━━━ Document text ━━━

Tip 1: Proactively assess core carbon capture technologies

Assessing core capture technology is central to successfully deploy a carbon capture project. Emerging technologies are entering markets, but their applications involve technological, economic, and environmental complexities that must be assessed compared to other well-proven technologies.

Proactive assessments of core carbon capture technology can help:

Identify potential technological and operational limitations, and environmental impacts
Make more informed decisions
Allocate resources efficiently
Design strategies for long-term viability
Boost investor confidence

Tip 2: Optimise energy usage

Integrating carbon capture technologies within your cement plant’s energy infrastructure can lead to a diversified and more resilient energy portfolio. This diversification can act as a buffer against energy price fluctuations and supply disruptions, reducing exposure to energy-related risks. Carbon capture integration can also help you stay ahead of environmental regulations and emissions standards, meaning your carbon capture project is less susceptible to regulatory hurdles and compliance-related issues.

Energy optimisation includes assessing waste heat recovery such as district heat through heat pumps and reducing energy usage in the carbon capture process itself. Determining the most financially attractive heat recovery and energy integration solution depends on each cement plant’s unique technical configurations, as well as financial drivers like future projected cost of energy, cost of capital, and return on investment requirements. Optimisation may also need specific utility assessments, including access to sewer, raw water, electricity infrastructure, and district heating networks.

Energy optimisation and integration can help:

Minimise energy waste
Reduce environmental footprint
Reduce operational costs
Demonstrate commitment to sustainability and responsible business practices
Enhance relationship with investors

Tip 3: Plan for potential environmental constraints

While carbon capture plants follow a typical planning and permitting pathway, certain elements are particular to carbon capture technology. Concentrated CO2 is new for most cement plants, so understanding process and health related risks is vital. See the bullet points below for common risks:

Documenting the best and safest physical intermediate on-site storage of liquified pressurised CO2 requires dedicated risk assessments, or a computational fluid dynamic model of worst-case scenarios to determine if mitigations are needed or to document the risks to authorities and internal stakeholders
Air-borne pollutants are impacted partly due to a smaller volume flow of flue gas once CO2 is removed (affecting flue gas dispersion), and partly due to the risk of new pollutants that must be managed. For example, degradation amine products, like nitrosamines, which environmental authorities may focus on.
Air dispersion modelling is helpful at early project stages to determine if reusing existing stacks is viable or to clarify options and constraints for a new stack or point source of emission. Later in project development, it is important to get requirements from authorities for monitoring emissions and limits in the cleaned flue gas. Each country may have different requirements.

━━━ Data extract ━━━

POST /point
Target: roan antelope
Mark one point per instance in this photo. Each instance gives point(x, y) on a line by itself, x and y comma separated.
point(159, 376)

━━━

Please reproduce word for word the passage of the carbon capture text between "Documenting the best" and "may focus on.", inclusive.

Documenting the best and safest physical intermediate on-site storage of liquified pressurised CO2 requires dedicated risk assessments, or a computational fluid dynamic model of worst-case scenarios to determine if mitigations are needed or to document the risks to authorities and internal stakeholders
Air-borne pollutants are impacted partly due to a smaller volume flow of flue gas once CO2 is removed (affecting flue gas dispersion), and partly due to the risk of new pollutants that must be managed. For example, degradation amine products, like nitrosamines, which environmental authorities may focus on.